(Entries taken from a collection)
**********

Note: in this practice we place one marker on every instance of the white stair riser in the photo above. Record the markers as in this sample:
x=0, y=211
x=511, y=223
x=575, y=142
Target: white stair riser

**********

All of the data above needs to be set down again exactly. Include every line.

Note: in this practice we place one marker on every instance of the white stair riser in the photo above. Record the markers as in this sample:
x=0, y=211
x=511, y=223
x=575, y=142
Target: white stair riser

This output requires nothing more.